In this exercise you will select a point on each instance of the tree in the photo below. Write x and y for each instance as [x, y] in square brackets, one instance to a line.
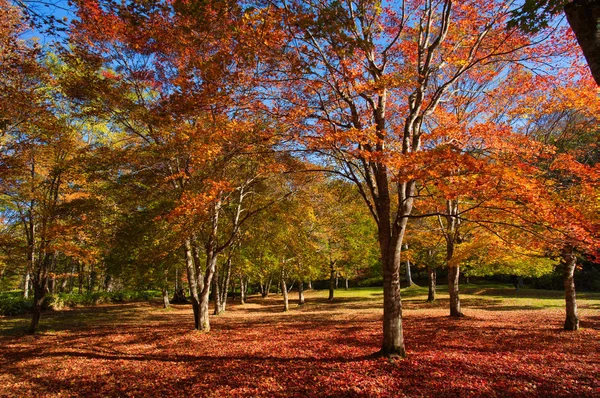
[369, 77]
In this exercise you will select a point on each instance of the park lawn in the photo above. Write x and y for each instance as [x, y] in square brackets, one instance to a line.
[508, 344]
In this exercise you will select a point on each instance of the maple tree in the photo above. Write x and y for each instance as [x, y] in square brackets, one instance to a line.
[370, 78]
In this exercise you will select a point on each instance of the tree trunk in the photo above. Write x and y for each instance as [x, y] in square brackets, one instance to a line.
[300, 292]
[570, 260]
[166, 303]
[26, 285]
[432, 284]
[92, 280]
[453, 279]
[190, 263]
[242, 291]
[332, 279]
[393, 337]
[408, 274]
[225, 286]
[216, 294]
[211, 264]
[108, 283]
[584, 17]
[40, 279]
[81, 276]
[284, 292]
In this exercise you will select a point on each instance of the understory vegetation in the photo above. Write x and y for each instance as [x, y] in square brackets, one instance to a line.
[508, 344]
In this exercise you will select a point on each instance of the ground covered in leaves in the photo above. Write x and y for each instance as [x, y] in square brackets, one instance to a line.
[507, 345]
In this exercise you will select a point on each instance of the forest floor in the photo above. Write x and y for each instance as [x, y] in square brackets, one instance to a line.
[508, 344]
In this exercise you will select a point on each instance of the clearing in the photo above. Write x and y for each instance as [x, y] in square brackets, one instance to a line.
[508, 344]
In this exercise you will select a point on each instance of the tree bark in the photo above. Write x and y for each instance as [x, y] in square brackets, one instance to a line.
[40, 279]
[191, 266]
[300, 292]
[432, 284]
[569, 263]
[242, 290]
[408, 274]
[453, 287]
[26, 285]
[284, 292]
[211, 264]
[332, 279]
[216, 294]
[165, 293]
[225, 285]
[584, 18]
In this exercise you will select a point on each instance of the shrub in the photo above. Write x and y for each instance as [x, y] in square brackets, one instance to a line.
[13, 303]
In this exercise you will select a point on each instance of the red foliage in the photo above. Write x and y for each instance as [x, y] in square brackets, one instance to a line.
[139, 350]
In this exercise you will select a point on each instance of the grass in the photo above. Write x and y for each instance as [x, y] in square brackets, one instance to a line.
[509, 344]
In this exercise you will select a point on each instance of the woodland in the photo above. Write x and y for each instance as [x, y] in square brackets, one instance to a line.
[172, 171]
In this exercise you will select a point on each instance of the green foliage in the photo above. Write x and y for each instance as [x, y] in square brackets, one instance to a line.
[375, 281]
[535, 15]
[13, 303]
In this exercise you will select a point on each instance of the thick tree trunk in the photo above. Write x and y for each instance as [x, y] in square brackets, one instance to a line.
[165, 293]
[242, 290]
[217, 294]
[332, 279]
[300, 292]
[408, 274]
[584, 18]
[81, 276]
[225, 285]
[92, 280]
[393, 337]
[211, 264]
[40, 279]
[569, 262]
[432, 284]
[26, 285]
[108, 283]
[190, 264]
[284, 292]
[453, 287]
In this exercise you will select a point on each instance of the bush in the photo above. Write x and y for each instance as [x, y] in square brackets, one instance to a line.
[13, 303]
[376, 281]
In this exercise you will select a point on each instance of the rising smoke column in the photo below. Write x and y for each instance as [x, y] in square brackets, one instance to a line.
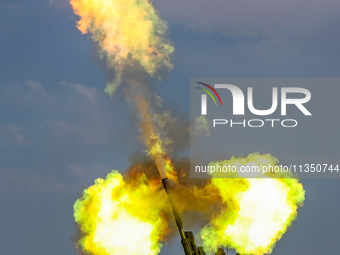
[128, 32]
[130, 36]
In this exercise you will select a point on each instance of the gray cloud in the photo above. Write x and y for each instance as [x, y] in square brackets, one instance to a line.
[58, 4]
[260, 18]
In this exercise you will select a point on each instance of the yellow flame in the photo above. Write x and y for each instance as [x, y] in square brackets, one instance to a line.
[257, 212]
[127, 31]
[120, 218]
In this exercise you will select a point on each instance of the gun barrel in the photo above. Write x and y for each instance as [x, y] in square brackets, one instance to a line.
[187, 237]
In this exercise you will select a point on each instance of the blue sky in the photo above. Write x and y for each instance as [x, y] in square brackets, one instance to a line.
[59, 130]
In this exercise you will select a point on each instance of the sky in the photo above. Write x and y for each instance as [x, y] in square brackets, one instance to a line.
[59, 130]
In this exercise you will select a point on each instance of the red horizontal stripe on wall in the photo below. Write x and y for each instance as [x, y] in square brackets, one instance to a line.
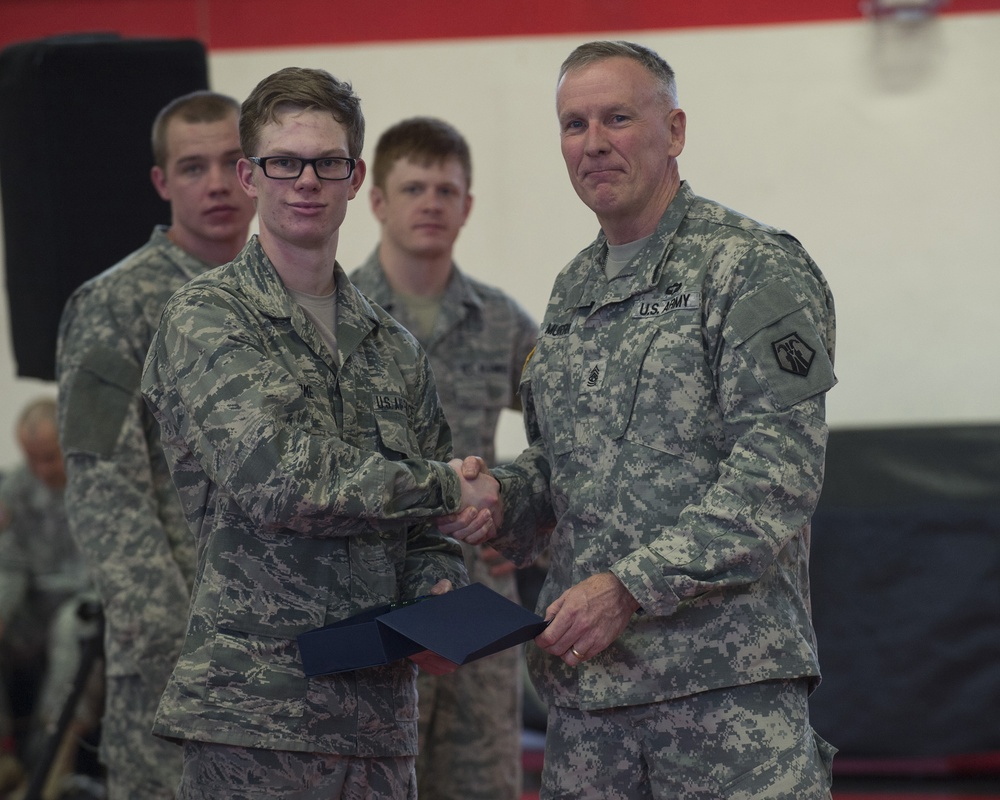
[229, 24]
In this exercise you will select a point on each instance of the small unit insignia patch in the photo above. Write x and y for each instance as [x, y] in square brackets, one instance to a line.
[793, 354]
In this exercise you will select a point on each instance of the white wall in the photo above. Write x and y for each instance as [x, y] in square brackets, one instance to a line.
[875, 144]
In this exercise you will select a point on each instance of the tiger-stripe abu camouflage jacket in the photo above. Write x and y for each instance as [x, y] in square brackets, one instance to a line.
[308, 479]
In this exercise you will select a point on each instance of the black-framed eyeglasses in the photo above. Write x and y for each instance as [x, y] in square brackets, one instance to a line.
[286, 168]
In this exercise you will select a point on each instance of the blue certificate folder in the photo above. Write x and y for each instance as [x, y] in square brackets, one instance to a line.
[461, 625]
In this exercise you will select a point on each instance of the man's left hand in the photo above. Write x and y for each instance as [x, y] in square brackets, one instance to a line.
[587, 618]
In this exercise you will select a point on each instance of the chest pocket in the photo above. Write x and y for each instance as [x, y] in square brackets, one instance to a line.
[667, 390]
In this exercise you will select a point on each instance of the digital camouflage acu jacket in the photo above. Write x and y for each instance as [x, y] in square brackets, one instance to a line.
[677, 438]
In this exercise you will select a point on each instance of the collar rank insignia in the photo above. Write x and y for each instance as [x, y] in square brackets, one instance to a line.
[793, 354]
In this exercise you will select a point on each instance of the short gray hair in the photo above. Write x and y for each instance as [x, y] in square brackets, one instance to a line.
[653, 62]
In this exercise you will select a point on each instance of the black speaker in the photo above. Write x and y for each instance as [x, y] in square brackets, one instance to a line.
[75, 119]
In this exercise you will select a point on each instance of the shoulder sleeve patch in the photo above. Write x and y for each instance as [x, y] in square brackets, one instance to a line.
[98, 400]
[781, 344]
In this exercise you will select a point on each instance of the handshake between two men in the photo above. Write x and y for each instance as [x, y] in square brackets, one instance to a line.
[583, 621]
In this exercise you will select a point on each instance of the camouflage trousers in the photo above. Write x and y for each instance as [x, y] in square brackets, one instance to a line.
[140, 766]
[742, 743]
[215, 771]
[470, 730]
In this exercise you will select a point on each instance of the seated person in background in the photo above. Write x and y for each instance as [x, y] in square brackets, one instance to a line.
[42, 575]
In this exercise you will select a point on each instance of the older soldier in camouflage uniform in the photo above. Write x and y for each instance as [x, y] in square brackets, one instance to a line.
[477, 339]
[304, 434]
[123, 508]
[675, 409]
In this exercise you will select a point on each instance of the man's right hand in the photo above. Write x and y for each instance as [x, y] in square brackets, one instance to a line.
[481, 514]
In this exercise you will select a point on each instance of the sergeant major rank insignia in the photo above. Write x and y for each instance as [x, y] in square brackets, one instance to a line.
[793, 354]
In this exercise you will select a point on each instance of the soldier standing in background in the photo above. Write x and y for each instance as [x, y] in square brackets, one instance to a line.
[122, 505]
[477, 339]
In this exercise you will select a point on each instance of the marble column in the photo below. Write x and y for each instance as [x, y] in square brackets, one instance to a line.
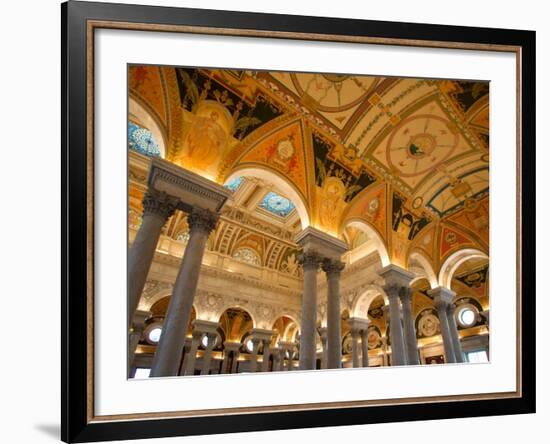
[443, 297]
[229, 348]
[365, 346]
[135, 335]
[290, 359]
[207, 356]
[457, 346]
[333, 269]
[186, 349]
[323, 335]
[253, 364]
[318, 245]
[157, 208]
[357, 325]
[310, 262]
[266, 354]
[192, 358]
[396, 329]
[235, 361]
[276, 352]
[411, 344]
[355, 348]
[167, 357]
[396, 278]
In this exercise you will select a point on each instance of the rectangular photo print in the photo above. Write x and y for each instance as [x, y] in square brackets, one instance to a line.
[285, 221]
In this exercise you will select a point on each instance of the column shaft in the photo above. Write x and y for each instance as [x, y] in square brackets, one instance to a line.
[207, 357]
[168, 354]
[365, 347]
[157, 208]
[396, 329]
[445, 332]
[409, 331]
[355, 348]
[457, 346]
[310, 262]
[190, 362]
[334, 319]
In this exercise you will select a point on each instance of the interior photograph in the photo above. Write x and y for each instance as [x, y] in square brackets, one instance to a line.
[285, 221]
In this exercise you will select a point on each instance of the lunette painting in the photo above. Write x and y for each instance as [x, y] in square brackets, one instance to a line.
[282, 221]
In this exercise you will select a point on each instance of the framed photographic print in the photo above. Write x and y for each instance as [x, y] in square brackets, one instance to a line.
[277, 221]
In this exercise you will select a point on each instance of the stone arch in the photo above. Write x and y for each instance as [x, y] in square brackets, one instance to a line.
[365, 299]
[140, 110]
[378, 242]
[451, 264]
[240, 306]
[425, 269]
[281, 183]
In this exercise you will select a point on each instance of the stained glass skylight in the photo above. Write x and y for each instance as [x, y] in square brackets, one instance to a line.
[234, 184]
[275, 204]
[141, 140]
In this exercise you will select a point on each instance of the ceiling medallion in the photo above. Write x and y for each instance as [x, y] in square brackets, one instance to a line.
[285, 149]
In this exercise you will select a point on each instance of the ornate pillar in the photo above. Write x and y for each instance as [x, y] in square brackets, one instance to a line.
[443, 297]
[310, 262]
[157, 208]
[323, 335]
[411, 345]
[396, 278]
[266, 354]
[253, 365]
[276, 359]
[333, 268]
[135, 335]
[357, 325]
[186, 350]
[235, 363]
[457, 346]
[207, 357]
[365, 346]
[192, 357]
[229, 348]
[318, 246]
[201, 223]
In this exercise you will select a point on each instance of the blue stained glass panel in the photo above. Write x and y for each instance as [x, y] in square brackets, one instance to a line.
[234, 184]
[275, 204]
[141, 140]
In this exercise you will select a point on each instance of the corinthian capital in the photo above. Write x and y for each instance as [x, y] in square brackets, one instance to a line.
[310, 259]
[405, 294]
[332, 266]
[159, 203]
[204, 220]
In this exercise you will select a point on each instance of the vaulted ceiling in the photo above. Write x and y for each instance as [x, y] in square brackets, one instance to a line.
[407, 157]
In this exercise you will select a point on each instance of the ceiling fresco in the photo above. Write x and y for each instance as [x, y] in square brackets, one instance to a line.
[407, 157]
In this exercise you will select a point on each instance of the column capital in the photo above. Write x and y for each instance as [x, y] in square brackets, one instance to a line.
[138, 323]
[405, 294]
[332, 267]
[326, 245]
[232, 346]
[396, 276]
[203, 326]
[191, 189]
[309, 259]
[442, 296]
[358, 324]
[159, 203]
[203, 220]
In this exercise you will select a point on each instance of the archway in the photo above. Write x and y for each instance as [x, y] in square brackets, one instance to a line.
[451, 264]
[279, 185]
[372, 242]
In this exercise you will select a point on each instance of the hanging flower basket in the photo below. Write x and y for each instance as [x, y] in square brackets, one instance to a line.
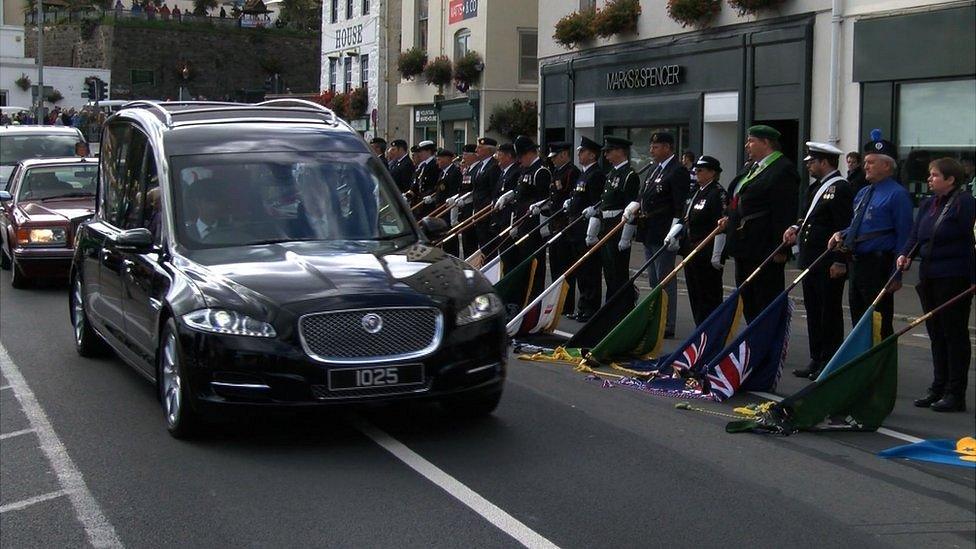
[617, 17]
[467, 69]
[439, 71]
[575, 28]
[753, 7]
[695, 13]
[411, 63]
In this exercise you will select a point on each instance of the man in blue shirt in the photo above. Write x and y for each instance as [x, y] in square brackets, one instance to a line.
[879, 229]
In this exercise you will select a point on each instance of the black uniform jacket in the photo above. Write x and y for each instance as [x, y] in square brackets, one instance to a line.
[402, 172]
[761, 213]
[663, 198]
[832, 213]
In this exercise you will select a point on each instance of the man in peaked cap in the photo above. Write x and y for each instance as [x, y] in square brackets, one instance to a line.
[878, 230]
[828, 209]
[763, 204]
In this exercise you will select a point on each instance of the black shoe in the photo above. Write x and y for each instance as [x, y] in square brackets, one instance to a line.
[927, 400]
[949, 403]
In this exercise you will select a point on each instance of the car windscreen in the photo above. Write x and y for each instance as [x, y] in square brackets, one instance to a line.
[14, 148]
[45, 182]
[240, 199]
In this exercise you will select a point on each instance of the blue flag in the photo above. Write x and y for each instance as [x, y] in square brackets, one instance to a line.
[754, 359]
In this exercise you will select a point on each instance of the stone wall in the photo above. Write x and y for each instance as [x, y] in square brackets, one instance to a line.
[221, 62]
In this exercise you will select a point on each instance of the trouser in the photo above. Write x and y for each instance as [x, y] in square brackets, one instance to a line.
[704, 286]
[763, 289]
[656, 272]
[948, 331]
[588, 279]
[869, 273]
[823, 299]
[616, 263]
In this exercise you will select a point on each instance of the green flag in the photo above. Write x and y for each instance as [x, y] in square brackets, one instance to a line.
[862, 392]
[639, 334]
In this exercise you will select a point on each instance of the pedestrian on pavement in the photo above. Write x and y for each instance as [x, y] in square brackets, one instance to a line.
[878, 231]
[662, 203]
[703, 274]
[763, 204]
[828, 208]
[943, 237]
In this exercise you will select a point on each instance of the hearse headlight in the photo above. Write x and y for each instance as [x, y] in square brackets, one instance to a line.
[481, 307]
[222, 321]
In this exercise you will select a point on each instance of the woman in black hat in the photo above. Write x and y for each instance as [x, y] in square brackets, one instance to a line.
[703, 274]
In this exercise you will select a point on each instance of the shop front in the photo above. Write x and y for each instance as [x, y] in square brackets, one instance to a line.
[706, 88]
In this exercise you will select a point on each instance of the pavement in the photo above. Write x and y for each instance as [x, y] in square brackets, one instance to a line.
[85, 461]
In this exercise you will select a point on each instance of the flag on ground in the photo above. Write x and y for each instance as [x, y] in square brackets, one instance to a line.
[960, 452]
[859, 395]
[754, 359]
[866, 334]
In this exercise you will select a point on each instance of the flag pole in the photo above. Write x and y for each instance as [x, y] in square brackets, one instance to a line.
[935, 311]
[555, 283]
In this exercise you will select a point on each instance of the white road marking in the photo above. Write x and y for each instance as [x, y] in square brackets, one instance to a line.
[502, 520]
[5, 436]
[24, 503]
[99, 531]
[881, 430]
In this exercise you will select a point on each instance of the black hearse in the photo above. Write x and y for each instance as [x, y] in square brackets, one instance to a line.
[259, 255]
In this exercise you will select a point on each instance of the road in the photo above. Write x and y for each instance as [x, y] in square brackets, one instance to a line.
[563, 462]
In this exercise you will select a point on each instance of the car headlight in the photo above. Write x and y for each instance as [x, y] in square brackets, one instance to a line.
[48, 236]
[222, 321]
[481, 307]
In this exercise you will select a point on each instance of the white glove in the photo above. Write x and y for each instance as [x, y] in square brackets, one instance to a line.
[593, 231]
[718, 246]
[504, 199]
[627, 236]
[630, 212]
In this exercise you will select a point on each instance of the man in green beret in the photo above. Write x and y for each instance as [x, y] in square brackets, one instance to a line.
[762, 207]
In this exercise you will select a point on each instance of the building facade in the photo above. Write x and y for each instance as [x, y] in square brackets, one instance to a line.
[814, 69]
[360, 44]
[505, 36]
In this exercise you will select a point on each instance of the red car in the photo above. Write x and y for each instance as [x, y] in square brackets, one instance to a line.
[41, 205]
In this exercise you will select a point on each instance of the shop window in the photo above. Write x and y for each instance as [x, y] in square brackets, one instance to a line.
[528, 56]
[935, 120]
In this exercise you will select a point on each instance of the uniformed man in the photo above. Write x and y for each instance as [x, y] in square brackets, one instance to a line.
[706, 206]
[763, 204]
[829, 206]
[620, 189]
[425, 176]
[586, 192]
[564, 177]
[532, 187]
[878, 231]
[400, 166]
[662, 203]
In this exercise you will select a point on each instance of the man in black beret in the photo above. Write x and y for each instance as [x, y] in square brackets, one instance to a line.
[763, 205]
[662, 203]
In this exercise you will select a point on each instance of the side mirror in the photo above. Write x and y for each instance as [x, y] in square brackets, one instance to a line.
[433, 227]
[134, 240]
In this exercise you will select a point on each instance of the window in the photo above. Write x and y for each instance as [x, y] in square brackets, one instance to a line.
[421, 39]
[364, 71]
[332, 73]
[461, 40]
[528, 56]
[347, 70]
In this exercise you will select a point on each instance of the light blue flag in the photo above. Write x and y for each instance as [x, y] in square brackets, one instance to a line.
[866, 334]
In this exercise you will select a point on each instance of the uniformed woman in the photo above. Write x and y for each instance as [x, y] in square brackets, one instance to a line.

▶ **Work instructions**:
Return the lines above, from the one containing "of the window" to the end, exactly as they stand.

▶ **Written answer**:
In this exercise you will select a point on each instance of the window in the photo above. Write x and y for each instance as [x, y] in square brackets, one instance to a line.
[421, 39]
[364, 71]
[332, 73]
[461, 40]
[528, 56]
[347, 70]
In this exercise you will select a point on each instance of the light blue flag in the photo above. Write x and y for each instance as [x, y] in square brackets, one instance to a line.
[866, 334]
In this exercise you will select a point on each instance of the uniformed woman in the photo above. Write x and y for each instance as [x, y] in square brackets, one instance to a line.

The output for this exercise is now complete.